On the Democratic side, Bill Clinton was able to slip into the White House only by winning a plurality—not a majority—of the vote in a three-way race. During his first run, he faced a feckless president saddled with a weak economy. After Clinton, Al Gore was a lousy campaigner who could have been a world-changing president, had his campaign taken strong stands and communicated his strengths to the voting public. He won a Nobel Prize and an Academy Award for his commanding message on the environment. But his luckless strategists were unable to generate voter enthusiasm around the environment or suburban sprawl during Gore's presidential bid. The election was Gore's to lose, and he lost it. Let's not even waste time on John Kerry. A war hero demeaned by a bunch of personal enemies because he could not outmessage the swift boat crowd. Pathetic!
Fast forward to today. Democratic Party leaders would have you believe they are barreling toward victory in November with a youthful, enigmatic, messiahlike candidate capable of resolving every ill and satisfying competing constituencies. The GOP candidate, on the other hand, switches message from the war to the economy to offshore oil drilling and back again. Sen. John McCain goes through staff, advisers, and surrogates more quickly than McDonald's changes burger flippers. What is wrong with this picture? Why are Democrats so united and on-message this year and Republicans so fractiously incompetent?
Stay tuned, friends, because this, too, could change. The cracks are growing in the Democratic unity dam. and McCain may be on the verge of getting his act together. Sen. Barack Obama needs to step off his "holier than thou" platform and get his designer shoes dirty. He needs to let voters catch a glimpse of the regular guy who may actually lurk under his veneer of superiority. From using a logo resembling a presidential seal at one speech earlier this year (an obvious error and never seen again) to addressing a crowd of 200,000 in Berlin and meeting with heads of state before he has reason to, Obama's puerile self-absorption may backfire on him and turn off the very voters he needs to turn on: the white working class. His campaign's use of Cecil B. De Mille speaking backdrops rivals Karl Rove's brilliant manipulation of wedge issues. But as Steve Kornacki of the New York Observer notes, this, too, has its downsides:
Mr. Obama's campaign has featured Reagan-like stagecraft that has made his opponents look like midgets, producing an effect that prompted Chris Matthews, in a moment that will haunt him to his grave, to talk of a certain "thrill going up [his] leg." But it never seems to move his polls numbers.

## SOURCE MATERIAL
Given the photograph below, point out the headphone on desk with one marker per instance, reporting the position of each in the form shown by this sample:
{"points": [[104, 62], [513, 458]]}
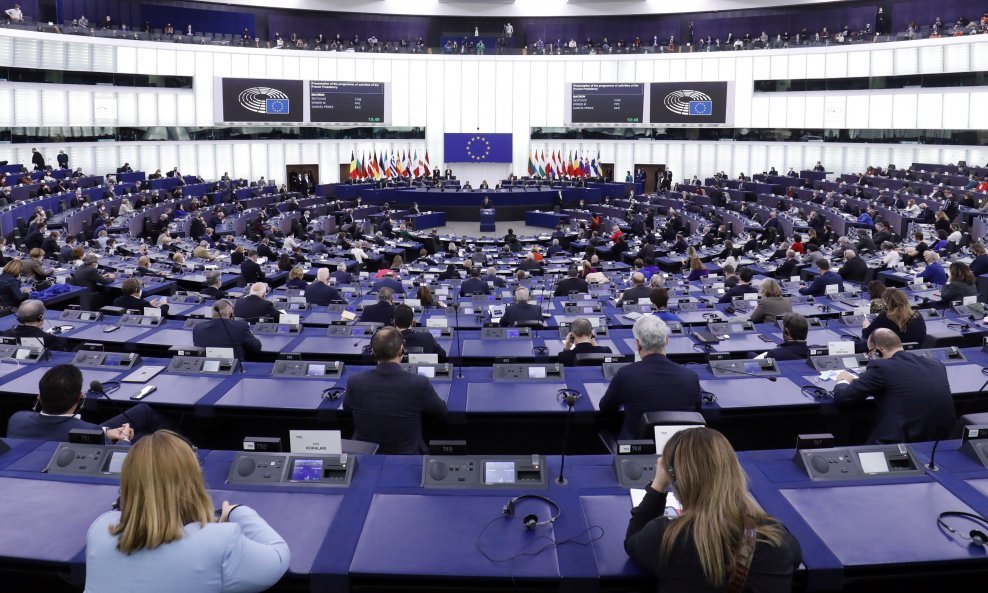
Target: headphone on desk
{"points": [[976, 537], [531, 521]]}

## PROBLEMS AND TASKS
**1.** In the campaign commentary, why might Obama's self-absorption backfire on him? Answer in one to three sentences.
**2.** Answer these questions from the campaign commentary:
(a) Which two awards did Al Gore win?
(b) How large was the crowd Obama addressed in Berlin?
(c) For which publication does Steve Kornacki write?
**3.** Reproduce the campaign commentary verbatim, everything from "On the Democratic" down to "boat crowd. Pathetic!".

## RESPONSE LIST
**1.** The commentary says his self-absorption may turn off the very voters he needs to turn on, the white working class. It cites a logo resembling a presidential seal, a speech to a crowd of 200,000 in Berlin, and meetings with heads of state before he has reason to hold them.

**2.**
(a) A Nobel Prize and an Academy Award.
(b) 200,000 people.
(c) The New York Observer.

**3.**
On the Democratic side, Bill Clinton was able to slip into the White House only by winning a plurality—not a majority—of the vote in a three-way race. During his first run, he faced a feckless president saddled with a weak economy. After Clinton, Al Gore was a lousy campaigner who could have been a world-changing president, had his campaign taken strong stands and communicated his strengths to the voting public. He won a Nobel Prize and an Academy Award for his commanding message on the environment. But his luckless strategists were unable to generate voter enthusiasm around the environment or suburban sprawl during Gore's presidential bid. The election was Gore's to lose, and he lost it. Let's not even waste time on John Kerry. A war hero demeaned by a bunch of personal enemies because he could not outmessage the swift boat crowd. Pathetic!